_Written exercise:_ Quote all of the data below exactly, please.

════════

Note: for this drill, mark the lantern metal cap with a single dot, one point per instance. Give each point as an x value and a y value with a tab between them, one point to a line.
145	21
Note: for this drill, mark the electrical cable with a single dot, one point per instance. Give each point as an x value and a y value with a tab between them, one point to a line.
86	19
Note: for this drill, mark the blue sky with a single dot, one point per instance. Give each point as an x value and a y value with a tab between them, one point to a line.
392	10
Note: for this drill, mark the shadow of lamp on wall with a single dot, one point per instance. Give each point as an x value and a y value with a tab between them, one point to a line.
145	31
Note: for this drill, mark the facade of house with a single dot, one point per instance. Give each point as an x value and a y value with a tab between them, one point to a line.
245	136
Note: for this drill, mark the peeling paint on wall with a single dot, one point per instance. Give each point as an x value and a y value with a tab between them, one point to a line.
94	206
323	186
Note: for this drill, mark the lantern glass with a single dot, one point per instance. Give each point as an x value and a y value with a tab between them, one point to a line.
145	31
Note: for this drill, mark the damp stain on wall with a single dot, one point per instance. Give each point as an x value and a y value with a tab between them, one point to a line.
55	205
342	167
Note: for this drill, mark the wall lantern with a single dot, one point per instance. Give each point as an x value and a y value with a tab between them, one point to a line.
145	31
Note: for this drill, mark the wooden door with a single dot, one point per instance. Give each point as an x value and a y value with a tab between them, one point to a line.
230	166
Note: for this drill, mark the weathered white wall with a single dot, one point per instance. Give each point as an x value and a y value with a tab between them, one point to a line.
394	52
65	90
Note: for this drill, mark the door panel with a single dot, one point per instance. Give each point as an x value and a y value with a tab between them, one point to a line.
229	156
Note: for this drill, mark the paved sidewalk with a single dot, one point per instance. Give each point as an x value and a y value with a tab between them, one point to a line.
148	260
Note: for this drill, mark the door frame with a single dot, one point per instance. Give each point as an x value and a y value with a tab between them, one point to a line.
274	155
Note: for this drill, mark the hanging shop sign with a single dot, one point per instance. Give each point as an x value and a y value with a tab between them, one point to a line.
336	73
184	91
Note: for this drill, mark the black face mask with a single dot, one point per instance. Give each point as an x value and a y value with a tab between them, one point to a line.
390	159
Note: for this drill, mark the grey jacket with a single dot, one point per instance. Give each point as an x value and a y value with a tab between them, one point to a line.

════════

_Reply:_
Note: for this drill, mark the lantern metal cap with a single dot, one point per instance. Give each point as an x value and a y value with a tab between them, one point to a line.
145	21
Note: for this drill, mark the electrical cable with a single dot, one point per instance. Give each point as an x value and a y value with a tab between them, one point to a line.
86	19
Note: for this drill, mark the blue sky with a single dot, one point per instance. Give each point as an x value and a y value with a tab between them, one point to a line.
392	10
Note: for this drill, mark the shadow of lamp on wall with a single dot, one point per instance. Give each point as an x value and a y value with a tab between them, one point to a line.
145	31
Note: for this drill, mark the facade of house with a single dot, one point per instance. Give each point as an x value and a y value with a tab between them, one point to a line.
245	136
Note: for this drill, mark the peeling paint on wall with a single dot, one point per instance. Give each point as an x value and a y value with a tab between them, one point to a line.
94	206
323	186
Note: for this drill, mark the lantern glass with a single dot, one point per instance. Give each point as an x value and a y value with a tab between them, one point to a line.
145	31
Note: for this drill, mark the damp stain on wall with a single dot, one point per instance. Give each point as an x value and a y value with a tab between them, one point to a line.
55	205
342	167
Note: for this drill, mark the wall lantern with a single dot, one point per instance. Give each point as an x value and a y value with a tab between them, one point to a line.
145	31
Note: for this drill, mark the wooden door with a single dot, one point per instance. Give each point as an x value and a y value with a tab between them, one point to a line.
230	166
Note: for this drill, mark the weathered white wall with a single dot, one point per instance. Give each point as an x value and a y value with a tab between them, one point to a line.
394	52
65	90
Note: for this drill, mark the door panel with a single dot, one point per instance. Give each point as an x value and a y value with a tab between them, one point to a line.
229	156
Note: for this drill, mark the paved sidewalk with a single dot, one point per instance. Give each point as an x value and a y value with a tab between them, one point to a line.
148	260
Note: for this drill, mark the door frame with a single dot, one point per instance. Give each point as an x value and a y value with a tab between them, one point to a line.
274	155
Note: for this drill, mark the hanging shop sign with a single dot, one point per instance. Give each point as an x value and a y value with a tab between them, one point to a line.
336	73
184	91
Note: for this drill, mark the black face mask with a single dot, one point per instance. Give each point as an x value and a y value with a tab between them, one point to a line.
390	159
Note: for this drill, mark the grey jacket with a single dot, one point per instance. Give each point as an x value and a y value with a tab between them, one point to a line.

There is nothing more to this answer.